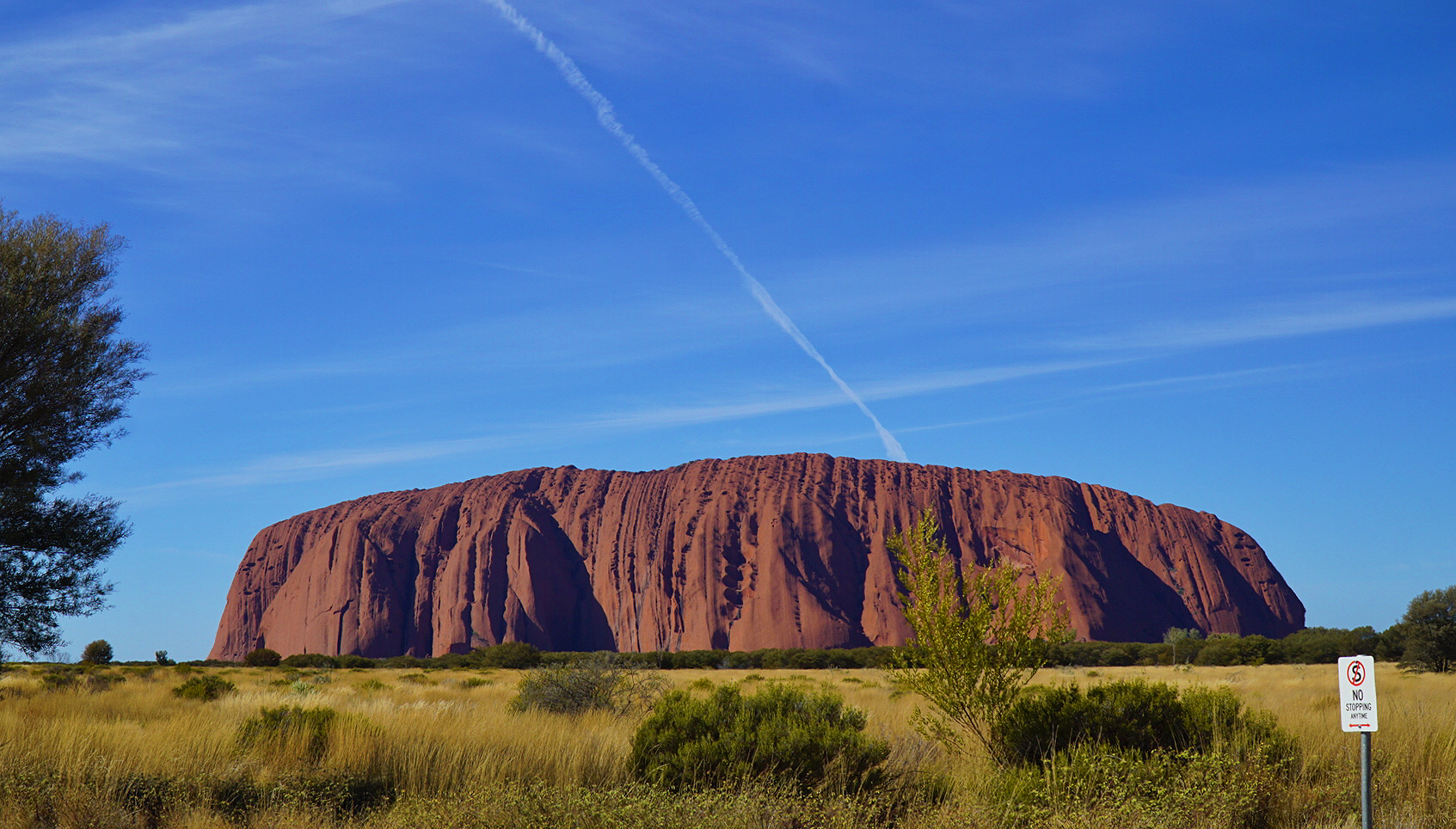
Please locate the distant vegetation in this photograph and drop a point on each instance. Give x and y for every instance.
(319, 747)
(1311, 646)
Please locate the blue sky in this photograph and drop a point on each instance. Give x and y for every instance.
(1197, 251)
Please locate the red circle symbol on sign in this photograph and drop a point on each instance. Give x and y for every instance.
(1356, 672)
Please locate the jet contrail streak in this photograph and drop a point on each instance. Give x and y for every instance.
(606, 115)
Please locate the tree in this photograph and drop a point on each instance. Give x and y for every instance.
(96, 653)
(977, 640)
(66, 376)
(1176, 636)
(1428, 629)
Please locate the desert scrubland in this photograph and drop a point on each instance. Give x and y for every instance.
(443, 749)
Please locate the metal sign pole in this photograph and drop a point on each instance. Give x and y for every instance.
(1366, 814)
(1359, 713)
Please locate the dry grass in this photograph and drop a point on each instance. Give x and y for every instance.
(455, 757)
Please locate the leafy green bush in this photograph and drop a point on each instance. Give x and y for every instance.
(779, 734)
(310, 660)
(262, 657)
(206, 688)
(597, 684)
(274, 728)
(1133, 715)
(1097, 786)
(507, 654)
(96, 653)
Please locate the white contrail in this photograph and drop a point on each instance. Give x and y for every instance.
(609, 120)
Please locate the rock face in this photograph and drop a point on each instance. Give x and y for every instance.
(747, 552)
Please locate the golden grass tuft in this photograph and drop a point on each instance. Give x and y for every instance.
(137, 757)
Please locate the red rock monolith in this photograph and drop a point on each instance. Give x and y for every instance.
(749, 552)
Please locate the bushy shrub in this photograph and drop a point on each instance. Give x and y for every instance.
(262, 657)
(1095, 786)
(275, 728)
(597, 684)
(402, 662)
(96, 653)
(1132, 715)
(507, 654)
(310, 660)
(779, 734)
(206, 688)
(354, 660)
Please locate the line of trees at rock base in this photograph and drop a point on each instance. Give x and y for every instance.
(1309, 646)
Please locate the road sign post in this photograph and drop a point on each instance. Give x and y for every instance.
(1359, 713)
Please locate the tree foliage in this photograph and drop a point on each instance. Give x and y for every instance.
(779, 734)
(979, 636)
(597, 684)
(98, 653)
(1428, 629)
(65, 379)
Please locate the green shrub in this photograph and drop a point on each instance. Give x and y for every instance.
(204, 688)
(779, 734)
(1132, 715)
(507, 654)
(96, 653)
(596, 684)
(310, 660)
(1097, 786)
(262, 657)
(273, 728)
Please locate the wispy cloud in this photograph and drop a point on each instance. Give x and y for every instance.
(1319, 316)
(124, 89)
(298, 466)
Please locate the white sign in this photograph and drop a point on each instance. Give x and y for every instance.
(1357, 709)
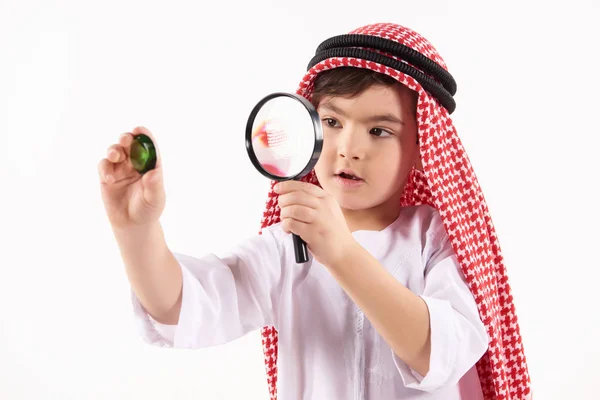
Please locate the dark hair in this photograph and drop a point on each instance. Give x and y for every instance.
(348, 82)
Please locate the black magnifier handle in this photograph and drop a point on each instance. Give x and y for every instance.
(300, 249)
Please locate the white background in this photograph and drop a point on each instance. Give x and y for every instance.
(74, 75)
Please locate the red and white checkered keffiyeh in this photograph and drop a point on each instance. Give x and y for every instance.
(449, 184)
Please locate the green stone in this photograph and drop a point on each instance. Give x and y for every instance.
(142, 154)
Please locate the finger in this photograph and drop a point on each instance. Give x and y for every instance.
(106, 171)
(299, 213)
(290, 225)
(116, 153)
(292, 186)
(125, 141)
(143, 130)
(298, 198)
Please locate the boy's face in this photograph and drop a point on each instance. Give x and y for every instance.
(374, 137)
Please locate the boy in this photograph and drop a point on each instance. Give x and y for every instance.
(404, 263)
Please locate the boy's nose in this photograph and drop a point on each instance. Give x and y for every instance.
(351, 144)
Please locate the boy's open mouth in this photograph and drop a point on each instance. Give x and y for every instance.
(348, 176)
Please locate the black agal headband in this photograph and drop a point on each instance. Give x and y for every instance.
(432, 77)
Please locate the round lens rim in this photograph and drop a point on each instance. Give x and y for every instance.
(318, 134)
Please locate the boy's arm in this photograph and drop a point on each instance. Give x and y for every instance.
(438, 334)
(183, 301)
(152, 270)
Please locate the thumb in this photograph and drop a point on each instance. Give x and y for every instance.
(154, 191)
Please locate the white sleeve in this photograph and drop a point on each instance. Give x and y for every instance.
(458, 337)
(222, 298)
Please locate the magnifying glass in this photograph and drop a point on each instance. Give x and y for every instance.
(284, 138)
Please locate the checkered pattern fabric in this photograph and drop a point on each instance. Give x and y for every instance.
(448, 183)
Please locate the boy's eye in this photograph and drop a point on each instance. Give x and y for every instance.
(330, 122)
(380, 132)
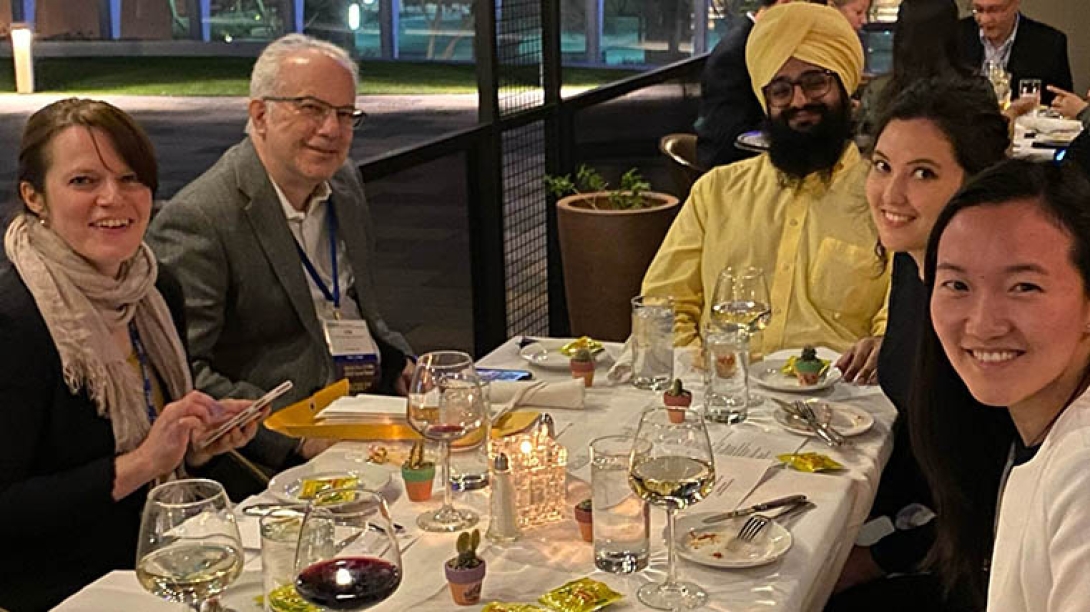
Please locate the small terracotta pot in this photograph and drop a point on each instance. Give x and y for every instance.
(583, 370)
(676, 406)
(419, 481)
(585, 519)
(465, 584)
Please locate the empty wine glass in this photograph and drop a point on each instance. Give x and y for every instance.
(189, 549)
(446, 401)
(741, 299)
(675, 471)
(348, 555)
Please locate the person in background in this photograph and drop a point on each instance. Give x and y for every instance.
(274, 249)
(1002, 386)
(924, 45)
(997, 32)
(936, 134)
(727, 104)
(797, 212)
(855, 11)
(97, 399)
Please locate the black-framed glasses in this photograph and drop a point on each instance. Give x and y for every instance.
(317, 110)
(813, 83)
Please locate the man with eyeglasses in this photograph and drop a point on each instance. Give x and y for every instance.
(997, 32)
(274, 248)
(797, 212)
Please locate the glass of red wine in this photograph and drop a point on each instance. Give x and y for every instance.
(446, 401)
(348, 555)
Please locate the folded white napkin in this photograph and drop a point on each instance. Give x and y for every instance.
(364, 408)
(541, 394)
(1051, 124)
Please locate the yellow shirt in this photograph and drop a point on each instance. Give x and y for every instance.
(814, 242)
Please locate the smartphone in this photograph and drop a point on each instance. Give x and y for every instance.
(491, 374)
(247, 416)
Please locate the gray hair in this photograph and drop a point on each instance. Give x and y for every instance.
(266, 75)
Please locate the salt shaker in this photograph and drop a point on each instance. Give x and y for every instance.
(504, 525)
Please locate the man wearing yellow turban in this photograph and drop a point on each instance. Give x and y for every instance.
(797, 212)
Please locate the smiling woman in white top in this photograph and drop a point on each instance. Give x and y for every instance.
(1008, 271)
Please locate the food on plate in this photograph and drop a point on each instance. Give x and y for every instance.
(583, 595)
(312, 487)
(807, 367)
(585, 342)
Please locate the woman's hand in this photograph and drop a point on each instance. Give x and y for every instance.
(166, 444)
(233, 439)
(860, 362)
(1066, 103)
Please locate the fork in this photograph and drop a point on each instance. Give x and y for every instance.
(825, 432)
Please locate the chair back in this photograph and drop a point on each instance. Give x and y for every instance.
(681, 152)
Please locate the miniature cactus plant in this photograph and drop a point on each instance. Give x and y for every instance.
(467, 546)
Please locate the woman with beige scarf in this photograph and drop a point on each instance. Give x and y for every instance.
(96, 399)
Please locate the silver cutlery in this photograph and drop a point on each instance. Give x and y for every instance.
(757, 523)
(789, 500)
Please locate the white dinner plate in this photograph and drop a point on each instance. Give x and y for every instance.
(550, 358)
(287, 484)
(767, 374)
(844, 418)
(718, 544)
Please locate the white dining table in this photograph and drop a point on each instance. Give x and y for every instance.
(548, 556)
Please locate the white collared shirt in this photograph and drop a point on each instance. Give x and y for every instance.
(1000, 53)
(310, 227)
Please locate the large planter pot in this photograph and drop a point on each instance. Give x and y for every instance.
(605, 255)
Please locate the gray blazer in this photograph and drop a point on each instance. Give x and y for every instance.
(251, 319)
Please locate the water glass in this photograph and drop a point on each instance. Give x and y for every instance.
(621, 519)
(652, 342)
(726, 373)
(1030, 88)
(279, 537)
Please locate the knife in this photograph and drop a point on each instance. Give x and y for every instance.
(790, 500)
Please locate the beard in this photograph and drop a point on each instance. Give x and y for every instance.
(816, 148)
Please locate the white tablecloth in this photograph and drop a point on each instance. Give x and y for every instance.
(548, 556)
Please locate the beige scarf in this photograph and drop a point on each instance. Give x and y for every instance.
(82, 308)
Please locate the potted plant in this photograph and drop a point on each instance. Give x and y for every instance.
(677, 399)
(607, 240)
(418, 473)
(585, 519)
(582, 366)
(465, 572)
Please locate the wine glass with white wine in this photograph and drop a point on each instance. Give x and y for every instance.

§ **TASK DETAILS**: Reproduce the data word for word, from its beginning through the line containing "(1197, 251)", including both ends and leaving out the picture.

§ **SOLUTION TO THIS EXERCISE**:
Please locate the distant vegetation in this photograph and drop a point on each instance. Give x and y for every instance.
(319, 747)
(1311, 646)
Please locate the blue sky in this photograph and drop a point on each instance. Give x and y for every instance.
(1197, 251)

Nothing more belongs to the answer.